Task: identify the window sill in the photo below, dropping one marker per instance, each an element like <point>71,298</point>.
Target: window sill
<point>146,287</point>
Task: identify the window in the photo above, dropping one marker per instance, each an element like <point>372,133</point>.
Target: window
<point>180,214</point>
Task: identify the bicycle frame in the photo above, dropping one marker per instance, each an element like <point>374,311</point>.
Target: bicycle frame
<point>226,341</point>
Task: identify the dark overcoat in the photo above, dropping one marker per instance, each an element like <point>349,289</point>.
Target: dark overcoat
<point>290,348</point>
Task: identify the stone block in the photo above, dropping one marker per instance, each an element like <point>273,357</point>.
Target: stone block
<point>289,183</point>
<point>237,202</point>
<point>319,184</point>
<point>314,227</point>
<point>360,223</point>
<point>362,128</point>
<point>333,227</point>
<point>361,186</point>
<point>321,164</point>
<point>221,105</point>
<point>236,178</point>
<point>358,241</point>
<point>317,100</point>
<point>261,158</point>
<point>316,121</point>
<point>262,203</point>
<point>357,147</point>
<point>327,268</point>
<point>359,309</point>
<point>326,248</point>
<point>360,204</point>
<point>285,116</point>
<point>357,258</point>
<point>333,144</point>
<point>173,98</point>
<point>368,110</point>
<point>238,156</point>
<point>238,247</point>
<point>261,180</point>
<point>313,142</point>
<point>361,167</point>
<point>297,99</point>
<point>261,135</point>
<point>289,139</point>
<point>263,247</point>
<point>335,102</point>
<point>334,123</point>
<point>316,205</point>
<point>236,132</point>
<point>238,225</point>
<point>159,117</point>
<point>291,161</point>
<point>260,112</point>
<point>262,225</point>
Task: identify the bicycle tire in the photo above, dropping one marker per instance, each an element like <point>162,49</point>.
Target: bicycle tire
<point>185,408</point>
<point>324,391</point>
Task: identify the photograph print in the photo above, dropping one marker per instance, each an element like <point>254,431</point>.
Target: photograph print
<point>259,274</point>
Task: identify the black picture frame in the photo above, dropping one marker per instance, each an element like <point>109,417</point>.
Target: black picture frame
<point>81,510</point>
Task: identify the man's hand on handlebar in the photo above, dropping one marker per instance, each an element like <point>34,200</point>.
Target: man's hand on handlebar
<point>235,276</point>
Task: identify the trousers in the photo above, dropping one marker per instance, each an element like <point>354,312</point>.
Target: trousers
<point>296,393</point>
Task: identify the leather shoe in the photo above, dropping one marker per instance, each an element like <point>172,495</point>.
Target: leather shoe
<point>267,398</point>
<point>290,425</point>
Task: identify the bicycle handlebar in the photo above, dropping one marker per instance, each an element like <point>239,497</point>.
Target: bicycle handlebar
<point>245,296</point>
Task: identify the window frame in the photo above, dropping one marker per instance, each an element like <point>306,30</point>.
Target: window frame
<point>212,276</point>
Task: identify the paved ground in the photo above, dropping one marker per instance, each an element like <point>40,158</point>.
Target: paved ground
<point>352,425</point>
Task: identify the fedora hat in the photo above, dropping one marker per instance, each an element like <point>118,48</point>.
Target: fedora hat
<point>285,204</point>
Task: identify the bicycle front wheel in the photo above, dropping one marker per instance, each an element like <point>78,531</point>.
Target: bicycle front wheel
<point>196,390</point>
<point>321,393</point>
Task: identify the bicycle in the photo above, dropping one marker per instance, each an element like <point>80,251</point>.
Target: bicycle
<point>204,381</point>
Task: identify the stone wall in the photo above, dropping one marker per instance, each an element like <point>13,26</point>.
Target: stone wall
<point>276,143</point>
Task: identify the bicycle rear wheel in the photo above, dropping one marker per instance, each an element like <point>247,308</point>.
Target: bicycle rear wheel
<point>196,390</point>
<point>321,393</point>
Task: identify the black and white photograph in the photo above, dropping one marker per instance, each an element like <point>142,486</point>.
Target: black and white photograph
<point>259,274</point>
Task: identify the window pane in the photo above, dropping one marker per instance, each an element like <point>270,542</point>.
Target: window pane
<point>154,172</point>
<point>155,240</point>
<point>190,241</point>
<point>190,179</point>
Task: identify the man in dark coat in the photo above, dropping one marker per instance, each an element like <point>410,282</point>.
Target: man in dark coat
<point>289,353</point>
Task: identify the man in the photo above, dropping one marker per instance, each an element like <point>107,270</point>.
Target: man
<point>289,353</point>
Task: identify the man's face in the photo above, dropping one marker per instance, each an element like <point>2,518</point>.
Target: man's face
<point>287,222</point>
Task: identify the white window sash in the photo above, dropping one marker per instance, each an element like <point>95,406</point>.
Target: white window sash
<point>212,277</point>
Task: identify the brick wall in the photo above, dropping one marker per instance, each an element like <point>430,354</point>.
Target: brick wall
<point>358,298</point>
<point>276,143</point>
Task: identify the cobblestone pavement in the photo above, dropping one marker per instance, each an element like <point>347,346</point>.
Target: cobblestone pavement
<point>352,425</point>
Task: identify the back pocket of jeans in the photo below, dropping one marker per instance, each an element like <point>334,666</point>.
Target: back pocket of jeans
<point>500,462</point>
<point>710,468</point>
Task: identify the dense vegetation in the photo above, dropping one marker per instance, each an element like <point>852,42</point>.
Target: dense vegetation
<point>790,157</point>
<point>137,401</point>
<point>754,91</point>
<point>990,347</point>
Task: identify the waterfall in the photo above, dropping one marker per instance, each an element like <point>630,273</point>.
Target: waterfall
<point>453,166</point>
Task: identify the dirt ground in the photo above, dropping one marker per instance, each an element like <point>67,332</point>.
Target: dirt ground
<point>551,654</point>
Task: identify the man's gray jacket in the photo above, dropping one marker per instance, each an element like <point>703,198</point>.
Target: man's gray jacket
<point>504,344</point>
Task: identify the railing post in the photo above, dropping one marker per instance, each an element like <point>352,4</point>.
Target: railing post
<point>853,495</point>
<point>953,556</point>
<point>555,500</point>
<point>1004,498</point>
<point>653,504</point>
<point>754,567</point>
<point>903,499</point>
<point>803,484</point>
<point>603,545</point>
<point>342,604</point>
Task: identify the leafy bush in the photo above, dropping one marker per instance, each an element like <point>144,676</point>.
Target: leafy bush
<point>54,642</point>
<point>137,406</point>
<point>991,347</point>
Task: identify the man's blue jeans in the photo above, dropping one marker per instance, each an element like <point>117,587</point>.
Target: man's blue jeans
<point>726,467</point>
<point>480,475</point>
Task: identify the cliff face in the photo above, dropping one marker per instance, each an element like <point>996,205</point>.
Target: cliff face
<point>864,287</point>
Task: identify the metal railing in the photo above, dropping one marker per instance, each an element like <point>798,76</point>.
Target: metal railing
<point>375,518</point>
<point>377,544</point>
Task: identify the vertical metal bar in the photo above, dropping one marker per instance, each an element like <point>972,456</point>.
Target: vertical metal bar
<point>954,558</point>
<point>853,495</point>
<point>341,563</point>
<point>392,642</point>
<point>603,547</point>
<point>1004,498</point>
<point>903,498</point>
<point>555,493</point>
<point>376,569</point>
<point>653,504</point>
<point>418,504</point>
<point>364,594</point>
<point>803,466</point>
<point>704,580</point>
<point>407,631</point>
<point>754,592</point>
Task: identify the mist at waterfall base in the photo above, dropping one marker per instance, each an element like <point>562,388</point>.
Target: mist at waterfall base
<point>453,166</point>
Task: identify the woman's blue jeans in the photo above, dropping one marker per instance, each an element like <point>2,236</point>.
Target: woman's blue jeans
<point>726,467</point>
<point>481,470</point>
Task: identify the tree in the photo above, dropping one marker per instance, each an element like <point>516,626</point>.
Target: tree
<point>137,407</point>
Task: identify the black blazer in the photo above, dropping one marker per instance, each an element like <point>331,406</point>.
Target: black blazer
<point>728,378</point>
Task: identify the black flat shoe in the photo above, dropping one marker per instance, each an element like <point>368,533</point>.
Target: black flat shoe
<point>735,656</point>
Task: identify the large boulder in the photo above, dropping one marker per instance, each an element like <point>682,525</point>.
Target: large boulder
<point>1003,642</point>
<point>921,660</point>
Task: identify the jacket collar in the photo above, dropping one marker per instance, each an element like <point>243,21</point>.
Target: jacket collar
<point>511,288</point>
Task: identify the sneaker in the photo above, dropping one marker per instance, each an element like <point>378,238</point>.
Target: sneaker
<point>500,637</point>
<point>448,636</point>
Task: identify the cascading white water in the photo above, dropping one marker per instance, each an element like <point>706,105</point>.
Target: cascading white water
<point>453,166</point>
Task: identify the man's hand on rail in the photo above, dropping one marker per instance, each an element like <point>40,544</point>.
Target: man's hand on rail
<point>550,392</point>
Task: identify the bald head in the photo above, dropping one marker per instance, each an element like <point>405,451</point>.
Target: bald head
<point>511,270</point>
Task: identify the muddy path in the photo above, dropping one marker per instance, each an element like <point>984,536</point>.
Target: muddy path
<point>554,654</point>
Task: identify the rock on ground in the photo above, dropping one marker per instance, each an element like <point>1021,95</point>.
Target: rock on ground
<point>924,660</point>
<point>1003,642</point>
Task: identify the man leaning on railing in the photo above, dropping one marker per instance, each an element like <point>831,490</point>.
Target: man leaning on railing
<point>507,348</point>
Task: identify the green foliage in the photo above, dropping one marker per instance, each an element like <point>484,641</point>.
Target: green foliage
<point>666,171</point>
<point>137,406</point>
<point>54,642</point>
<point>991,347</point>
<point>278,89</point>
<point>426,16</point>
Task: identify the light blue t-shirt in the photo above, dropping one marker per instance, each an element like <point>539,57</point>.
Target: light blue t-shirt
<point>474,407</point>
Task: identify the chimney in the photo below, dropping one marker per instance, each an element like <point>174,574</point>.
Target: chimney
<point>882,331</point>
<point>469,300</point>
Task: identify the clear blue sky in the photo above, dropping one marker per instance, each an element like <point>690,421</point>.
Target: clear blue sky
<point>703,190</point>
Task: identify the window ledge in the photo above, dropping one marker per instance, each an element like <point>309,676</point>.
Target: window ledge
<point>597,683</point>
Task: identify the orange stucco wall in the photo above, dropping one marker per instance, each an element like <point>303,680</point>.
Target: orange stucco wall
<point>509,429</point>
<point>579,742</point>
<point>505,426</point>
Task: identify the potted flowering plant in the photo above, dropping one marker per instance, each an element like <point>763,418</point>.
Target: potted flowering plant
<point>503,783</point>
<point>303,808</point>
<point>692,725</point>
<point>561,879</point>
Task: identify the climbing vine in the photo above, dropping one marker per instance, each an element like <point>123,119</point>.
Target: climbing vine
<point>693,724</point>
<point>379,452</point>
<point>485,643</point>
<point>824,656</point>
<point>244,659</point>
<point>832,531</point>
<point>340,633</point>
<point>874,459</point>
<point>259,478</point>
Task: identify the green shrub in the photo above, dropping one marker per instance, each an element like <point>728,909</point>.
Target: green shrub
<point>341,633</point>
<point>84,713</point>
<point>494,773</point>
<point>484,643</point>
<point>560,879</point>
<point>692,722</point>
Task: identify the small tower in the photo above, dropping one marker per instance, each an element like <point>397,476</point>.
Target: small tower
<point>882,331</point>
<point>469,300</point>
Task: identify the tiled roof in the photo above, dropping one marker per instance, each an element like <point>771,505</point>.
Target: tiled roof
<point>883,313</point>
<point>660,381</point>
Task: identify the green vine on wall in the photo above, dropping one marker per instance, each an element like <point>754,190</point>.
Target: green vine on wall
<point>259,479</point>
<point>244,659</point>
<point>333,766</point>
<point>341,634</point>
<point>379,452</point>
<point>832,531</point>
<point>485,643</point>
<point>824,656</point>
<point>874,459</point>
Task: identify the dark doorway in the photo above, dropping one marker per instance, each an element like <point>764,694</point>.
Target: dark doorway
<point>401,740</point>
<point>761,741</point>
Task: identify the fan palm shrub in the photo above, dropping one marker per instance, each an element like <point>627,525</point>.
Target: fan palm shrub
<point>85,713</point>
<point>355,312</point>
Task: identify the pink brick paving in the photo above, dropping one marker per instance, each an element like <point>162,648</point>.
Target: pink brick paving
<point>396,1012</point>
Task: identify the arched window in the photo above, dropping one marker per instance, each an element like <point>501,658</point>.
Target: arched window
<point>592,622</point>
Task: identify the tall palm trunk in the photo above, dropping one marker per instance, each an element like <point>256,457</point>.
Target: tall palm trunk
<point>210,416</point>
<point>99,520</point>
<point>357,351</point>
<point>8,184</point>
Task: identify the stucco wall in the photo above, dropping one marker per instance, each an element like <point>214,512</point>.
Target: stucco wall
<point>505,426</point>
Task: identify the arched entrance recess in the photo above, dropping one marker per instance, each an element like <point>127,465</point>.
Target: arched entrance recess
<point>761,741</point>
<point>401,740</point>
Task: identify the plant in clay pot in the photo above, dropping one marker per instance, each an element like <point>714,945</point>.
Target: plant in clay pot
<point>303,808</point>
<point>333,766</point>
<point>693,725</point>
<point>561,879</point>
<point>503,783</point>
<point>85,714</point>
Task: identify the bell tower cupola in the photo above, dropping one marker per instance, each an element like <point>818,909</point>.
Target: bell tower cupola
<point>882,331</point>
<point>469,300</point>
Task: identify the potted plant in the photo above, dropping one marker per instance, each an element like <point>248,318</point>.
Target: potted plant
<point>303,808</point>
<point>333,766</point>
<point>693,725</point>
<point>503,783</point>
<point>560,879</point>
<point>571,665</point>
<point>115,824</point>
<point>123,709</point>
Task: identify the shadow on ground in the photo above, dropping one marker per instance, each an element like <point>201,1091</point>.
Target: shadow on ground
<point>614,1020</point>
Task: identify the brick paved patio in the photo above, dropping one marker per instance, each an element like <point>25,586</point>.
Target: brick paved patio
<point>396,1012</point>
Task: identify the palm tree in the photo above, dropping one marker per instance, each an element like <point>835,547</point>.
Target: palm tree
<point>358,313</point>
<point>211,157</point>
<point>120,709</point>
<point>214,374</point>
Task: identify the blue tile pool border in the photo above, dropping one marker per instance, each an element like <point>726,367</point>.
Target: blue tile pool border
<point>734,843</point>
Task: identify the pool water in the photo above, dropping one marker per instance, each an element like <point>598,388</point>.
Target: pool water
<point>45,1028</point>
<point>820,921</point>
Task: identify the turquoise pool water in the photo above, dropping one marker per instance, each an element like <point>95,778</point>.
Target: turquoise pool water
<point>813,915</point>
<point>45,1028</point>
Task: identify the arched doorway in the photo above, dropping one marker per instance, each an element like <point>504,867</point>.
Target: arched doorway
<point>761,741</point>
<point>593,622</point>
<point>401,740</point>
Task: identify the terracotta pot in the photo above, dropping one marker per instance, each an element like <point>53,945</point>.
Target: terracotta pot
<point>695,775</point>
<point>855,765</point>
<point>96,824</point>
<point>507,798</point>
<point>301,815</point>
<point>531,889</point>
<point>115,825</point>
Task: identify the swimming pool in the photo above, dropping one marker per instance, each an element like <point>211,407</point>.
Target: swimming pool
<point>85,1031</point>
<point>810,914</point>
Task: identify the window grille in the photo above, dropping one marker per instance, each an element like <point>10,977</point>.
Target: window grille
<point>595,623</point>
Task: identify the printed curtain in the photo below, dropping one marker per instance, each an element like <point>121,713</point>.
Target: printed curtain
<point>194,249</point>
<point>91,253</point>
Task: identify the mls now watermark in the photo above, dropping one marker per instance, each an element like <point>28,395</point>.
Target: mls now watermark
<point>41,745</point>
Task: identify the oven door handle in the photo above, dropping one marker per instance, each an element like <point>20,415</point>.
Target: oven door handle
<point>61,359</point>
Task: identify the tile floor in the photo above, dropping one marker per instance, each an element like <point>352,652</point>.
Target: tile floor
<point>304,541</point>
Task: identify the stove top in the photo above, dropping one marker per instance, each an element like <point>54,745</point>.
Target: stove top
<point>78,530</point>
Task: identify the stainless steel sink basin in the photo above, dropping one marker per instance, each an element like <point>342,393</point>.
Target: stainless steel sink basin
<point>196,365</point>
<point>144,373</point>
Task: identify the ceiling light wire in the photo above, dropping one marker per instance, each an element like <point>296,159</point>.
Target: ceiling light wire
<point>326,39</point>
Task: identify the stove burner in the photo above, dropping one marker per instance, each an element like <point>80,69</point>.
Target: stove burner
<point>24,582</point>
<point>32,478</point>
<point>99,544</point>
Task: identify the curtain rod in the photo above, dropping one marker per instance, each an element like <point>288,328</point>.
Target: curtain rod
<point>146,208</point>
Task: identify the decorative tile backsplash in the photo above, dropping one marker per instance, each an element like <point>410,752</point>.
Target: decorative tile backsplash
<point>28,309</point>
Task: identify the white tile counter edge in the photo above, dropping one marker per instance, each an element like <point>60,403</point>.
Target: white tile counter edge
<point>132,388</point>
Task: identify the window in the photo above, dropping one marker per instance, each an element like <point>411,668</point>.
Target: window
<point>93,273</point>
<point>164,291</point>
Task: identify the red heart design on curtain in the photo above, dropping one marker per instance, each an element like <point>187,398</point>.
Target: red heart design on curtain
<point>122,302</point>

Activity = The lines holding the word "below" are the answer. Pull them out of the records and copy them.

Output of the exercise =
Task: identify the window sill in the photo below, dropping one marker per instance, each an element like <point>71,298</point>.
Task: identify the back pocket of jeans in the photo below, dropping one marker per instance, each an element like <point>334,666</point>.
Task: identify the chimney in the photo below, dropping one marker per instance, each an element like <point>174,574</point>.
Task: identify the printed curtain in the photo below, dropping one marker per instance, each an element like <point>121,713</point>.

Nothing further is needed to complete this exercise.